Trecho do texto:
Na entrevista, uma revelação: foi grampeado pelo SNI quando era secretário da Receita Federal no governo João Figueiredo. Em 1982, Dornelles ligou do telefone do carro oficial para alertar o então candidato ao governo de Minas, Tancredo Neves, que estava em curso uma operação para dificultar o transporte em Belo Horizonte no dia da eleição. Não demorou e recebeu uma ligação do general Newton Cruz, chefe do SNI: ¿Dornelles, você mentiu ao falar com Tancredo ao telefone¿.

Adriana Vasconcelos e Gerson Camarotti

O GLOBO: O que levou o PP a se tornar a noiva mais cobiçada por PT e PSDB? FRANCISCO DORNELLES: O PP tem um programa de governo, e com ele nós participamos dos governos de Fernando Henrique e de Lula, porque todos os dois tiveram atuação coerente com o nosso programa.

O partido é um parceiro sério, que quer somar, construir, ajudar, que raciocina em termos elevados e grandes.

Linhas que apontam objetos nomeados:

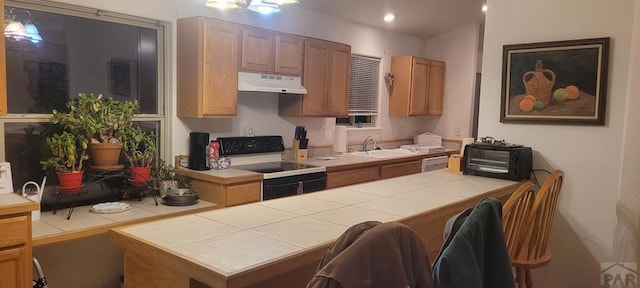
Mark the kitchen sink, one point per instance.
(384, 153)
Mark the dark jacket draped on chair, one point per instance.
(372, 254)
(474, 253)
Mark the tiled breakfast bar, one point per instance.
(278, 243)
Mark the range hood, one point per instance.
(270, 83)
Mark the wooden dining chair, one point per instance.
(515, 214)
(534, 252)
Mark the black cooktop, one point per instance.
(271, 167)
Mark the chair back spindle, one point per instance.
(542, 215)
(515, 213)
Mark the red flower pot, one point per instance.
(140, 176)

Tarefa proposta:
Dê sequência à entrevista com Francisco Dornelles sobre o PP, começando logo depois da última frase.

A resposta:
Essa corte do PSDB não cria desconforto, já que o PP tem o ministro Márcio Fortes (das Cidades) no governo? DORNELLES: Os partidos políticos têm de ter maturidade.

Você não pode raciocinar política na base do conforto ou desconforto. Política é conversa, é diálogo, entendimento.

Ninguém pode ficar em desconforto por causa de conversa, de troca de ideias entre quaisquer partidos.

Em encontro com a candidata Dilma Rousseff, o senhor adiantou a tendência do PP de ficar neutro. Isso seria uma derrota para o PT, que contava com a aliança com o PP? DORNELLES: É um fato real.

Cada estado tem seus problemas próprios, e hoje a gente está vendo que a decisão nacional é ditada pelos acordos estaduais. O que eu disse para a ministra é que sou presidente do partido porque tento conciliar posições. Não sou aquele presidente que aponta e diz que vamos nesta direção.

A característica do PP é a de que ninguém manda, até porque ninguém obedece. Então, estou ouvindo os estados.

O tucano José Serra também iniciou uma ofensiva nos estados em busca do apoio do PP. Como o senhor vê isso? DORNELLES: Acho muito bom. A Executiva Nacional do PP decidiu que não vai tomar uma decisão antes de consultar os diretórios estaduais. Vamos ouvi-los até o fim de maio, início de junho. Será uma decisão de baixo para cima.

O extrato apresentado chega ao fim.